▸ **Task input**
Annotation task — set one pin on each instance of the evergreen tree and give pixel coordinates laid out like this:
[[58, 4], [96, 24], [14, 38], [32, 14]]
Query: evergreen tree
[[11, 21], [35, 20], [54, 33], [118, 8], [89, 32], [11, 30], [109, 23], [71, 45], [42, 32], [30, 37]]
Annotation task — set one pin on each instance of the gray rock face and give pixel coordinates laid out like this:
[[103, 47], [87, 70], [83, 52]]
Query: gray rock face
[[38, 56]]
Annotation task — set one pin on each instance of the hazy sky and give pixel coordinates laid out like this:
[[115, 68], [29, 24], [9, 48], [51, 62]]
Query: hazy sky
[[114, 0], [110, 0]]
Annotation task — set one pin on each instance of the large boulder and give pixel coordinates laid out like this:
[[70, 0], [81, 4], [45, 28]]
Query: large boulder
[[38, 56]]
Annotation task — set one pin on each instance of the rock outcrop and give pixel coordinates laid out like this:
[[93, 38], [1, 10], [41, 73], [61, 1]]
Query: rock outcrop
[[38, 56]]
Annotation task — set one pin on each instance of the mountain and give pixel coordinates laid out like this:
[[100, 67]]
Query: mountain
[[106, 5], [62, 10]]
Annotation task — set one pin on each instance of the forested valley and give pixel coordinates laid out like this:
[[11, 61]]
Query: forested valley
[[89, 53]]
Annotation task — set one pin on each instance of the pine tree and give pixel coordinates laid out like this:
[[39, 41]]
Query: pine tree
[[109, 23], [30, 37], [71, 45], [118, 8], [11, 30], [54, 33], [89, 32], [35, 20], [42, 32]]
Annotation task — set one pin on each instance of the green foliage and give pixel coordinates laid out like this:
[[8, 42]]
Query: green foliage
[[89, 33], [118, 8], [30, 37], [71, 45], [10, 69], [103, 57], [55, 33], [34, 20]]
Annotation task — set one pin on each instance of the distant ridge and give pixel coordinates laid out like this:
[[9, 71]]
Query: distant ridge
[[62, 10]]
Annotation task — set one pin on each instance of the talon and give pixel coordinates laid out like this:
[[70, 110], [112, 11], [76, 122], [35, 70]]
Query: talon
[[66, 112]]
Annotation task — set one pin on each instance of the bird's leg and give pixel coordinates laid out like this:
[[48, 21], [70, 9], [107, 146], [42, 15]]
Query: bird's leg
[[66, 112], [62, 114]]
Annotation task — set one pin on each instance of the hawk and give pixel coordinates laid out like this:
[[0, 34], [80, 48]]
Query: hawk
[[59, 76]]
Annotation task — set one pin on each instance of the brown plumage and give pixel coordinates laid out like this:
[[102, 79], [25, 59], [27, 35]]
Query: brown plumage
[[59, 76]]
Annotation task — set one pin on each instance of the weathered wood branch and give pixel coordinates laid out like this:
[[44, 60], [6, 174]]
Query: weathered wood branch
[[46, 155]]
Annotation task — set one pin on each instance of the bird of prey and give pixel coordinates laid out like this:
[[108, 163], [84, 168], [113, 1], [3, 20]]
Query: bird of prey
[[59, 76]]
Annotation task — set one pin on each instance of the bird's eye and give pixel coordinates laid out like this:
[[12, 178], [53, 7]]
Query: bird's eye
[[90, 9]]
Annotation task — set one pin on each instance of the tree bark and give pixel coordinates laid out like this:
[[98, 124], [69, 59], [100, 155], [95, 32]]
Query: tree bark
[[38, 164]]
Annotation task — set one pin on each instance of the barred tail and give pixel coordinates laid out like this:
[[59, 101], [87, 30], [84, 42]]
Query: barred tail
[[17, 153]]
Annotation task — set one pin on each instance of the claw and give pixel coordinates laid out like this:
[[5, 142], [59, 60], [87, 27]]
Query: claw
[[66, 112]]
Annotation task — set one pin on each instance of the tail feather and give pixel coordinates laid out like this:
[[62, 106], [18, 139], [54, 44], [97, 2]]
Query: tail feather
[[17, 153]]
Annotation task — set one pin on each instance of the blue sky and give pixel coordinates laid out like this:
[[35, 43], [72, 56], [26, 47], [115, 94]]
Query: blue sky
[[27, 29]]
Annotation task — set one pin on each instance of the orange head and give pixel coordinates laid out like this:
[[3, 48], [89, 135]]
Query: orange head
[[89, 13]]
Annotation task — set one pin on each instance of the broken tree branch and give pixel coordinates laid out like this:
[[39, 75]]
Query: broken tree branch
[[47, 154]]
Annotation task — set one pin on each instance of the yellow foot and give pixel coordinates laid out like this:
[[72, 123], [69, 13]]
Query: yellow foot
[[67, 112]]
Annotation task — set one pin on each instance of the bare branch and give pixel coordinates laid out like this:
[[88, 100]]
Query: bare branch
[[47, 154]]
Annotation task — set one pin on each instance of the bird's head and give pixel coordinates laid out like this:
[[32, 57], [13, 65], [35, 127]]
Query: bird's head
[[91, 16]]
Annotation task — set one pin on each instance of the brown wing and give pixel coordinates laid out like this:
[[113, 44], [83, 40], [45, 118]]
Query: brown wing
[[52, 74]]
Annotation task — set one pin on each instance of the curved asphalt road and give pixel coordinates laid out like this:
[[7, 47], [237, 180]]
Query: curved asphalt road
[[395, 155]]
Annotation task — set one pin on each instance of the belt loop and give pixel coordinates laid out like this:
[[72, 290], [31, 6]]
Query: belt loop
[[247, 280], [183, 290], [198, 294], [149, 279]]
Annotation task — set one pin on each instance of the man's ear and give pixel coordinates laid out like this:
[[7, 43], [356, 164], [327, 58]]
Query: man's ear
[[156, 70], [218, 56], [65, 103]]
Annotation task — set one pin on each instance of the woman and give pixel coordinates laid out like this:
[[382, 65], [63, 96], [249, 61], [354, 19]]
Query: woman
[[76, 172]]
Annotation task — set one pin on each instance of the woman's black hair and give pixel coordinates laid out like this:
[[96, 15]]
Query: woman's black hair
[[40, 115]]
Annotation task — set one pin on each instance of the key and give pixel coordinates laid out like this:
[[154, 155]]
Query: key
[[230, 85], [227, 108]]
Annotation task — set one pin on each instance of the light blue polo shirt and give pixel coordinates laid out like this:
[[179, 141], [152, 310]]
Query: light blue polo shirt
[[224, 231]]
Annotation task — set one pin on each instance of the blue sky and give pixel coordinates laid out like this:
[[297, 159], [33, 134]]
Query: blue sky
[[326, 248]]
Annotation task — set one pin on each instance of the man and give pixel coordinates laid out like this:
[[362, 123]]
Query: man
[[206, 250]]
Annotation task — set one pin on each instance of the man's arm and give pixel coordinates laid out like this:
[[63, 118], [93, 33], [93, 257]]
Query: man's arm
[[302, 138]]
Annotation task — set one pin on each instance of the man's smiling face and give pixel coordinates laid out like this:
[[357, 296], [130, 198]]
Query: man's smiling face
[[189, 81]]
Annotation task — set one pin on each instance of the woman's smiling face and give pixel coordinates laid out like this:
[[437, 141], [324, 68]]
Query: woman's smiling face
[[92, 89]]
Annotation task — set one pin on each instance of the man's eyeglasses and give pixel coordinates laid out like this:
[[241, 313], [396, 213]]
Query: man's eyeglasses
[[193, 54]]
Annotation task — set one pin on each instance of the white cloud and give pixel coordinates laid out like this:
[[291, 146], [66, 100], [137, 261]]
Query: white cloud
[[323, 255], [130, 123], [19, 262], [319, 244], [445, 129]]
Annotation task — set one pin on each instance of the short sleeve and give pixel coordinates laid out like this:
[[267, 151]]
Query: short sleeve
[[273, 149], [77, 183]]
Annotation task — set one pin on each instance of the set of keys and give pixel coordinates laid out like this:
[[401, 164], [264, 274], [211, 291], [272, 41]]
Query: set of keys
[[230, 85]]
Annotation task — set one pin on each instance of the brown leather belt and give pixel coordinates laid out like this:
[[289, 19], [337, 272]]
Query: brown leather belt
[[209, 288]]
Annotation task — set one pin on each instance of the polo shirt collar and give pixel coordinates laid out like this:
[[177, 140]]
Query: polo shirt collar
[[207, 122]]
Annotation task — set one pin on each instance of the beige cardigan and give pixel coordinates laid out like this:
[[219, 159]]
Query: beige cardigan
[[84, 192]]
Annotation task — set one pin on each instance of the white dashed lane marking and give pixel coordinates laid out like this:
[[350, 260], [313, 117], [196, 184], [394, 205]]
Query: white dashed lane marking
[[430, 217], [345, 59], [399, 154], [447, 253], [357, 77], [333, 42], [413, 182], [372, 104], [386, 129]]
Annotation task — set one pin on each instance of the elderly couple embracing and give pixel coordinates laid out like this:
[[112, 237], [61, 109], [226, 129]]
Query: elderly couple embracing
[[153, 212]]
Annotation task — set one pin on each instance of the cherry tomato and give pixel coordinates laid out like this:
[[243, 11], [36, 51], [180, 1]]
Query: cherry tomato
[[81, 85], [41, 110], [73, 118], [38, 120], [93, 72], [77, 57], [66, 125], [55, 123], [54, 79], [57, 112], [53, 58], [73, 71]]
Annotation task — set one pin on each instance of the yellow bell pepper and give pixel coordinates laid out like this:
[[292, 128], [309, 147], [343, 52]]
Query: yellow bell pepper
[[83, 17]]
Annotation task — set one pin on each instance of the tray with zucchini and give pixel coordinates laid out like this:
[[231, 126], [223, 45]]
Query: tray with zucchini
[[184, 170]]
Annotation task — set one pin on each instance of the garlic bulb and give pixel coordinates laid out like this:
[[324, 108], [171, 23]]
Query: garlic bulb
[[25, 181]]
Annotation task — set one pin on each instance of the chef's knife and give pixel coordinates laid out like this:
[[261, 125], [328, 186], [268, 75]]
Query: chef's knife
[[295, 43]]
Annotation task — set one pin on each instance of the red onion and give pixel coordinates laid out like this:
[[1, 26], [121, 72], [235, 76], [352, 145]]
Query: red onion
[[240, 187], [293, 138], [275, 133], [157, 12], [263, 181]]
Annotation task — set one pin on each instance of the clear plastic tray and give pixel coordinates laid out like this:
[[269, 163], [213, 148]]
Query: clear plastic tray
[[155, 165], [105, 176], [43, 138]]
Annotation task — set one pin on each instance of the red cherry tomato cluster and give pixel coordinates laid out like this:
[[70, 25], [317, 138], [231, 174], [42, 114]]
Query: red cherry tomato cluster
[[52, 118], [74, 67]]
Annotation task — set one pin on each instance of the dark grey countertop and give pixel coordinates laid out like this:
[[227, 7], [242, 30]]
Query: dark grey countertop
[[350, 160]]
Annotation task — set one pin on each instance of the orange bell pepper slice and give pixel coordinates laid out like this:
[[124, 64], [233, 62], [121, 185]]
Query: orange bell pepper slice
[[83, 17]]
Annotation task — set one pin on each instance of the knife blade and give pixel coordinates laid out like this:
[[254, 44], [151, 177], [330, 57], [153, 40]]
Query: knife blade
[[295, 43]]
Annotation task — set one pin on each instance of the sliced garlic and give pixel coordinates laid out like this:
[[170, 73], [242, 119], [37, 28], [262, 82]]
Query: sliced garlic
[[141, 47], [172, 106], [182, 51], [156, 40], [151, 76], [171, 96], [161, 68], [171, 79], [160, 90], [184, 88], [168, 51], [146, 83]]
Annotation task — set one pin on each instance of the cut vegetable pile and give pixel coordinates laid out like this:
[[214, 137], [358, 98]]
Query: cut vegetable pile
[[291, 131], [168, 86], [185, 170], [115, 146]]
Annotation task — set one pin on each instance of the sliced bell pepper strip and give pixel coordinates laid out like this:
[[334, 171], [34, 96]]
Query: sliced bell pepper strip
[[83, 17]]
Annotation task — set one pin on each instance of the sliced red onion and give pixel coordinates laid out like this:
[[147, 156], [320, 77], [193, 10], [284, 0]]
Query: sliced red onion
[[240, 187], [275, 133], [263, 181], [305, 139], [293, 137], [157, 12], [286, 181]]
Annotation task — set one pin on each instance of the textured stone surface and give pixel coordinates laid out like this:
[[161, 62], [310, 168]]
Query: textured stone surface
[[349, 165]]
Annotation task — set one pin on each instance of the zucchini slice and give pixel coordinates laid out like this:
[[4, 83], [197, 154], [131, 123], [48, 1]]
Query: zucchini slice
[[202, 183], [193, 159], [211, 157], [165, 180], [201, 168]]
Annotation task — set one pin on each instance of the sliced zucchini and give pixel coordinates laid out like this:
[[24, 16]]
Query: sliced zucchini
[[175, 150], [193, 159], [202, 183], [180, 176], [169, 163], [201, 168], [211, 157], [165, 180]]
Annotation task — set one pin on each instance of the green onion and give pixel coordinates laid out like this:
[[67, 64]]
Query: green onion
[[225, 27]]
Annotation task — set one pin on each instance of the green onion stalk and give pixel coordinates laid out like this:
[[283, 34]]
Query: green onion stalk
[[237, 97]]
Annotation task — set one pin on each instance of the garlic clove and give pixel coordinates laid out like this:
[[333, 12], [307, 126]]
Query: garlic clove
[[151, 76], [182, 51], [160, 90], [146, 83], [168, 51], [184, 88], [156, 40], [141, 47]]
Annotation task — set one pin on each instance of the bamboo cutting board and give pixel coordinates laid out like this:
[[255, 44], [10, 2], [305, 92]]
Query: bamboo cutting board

▸ **What you will do**
Retype everything from the start of the records down through the line containing "[[114, 0], [110, 0]]", copying each line exactly.

▸ **Problem solution**
Annotation task — set one pin on each instance of the evergreen tree and give pixel coordinates laid out like this:
[[58, 4], [96, 24], [14, 38], [32, 14]]
Query: evergreen tree
[[11, 21], [35, 20], [54, 33], [118, 8], [89, 32], [11, 30], [109, 23], [71, 45], [42, 32], [30, 37]]
Annotation task — set one pin on each instance of the gray rock face and give pixel coordinates laid out like this:
[[103, 47], [87, 70], [83, 52]]
Query: gray rock face
[[38, 56]]
Annotation task — set one pin on each instance of the hazy sky and give pixel coordinates laid out like this:
[[115, 68], [29, 24], [9, 48], [51, 62]]
Query: hazy sky
[[114, 0], [110, 0]]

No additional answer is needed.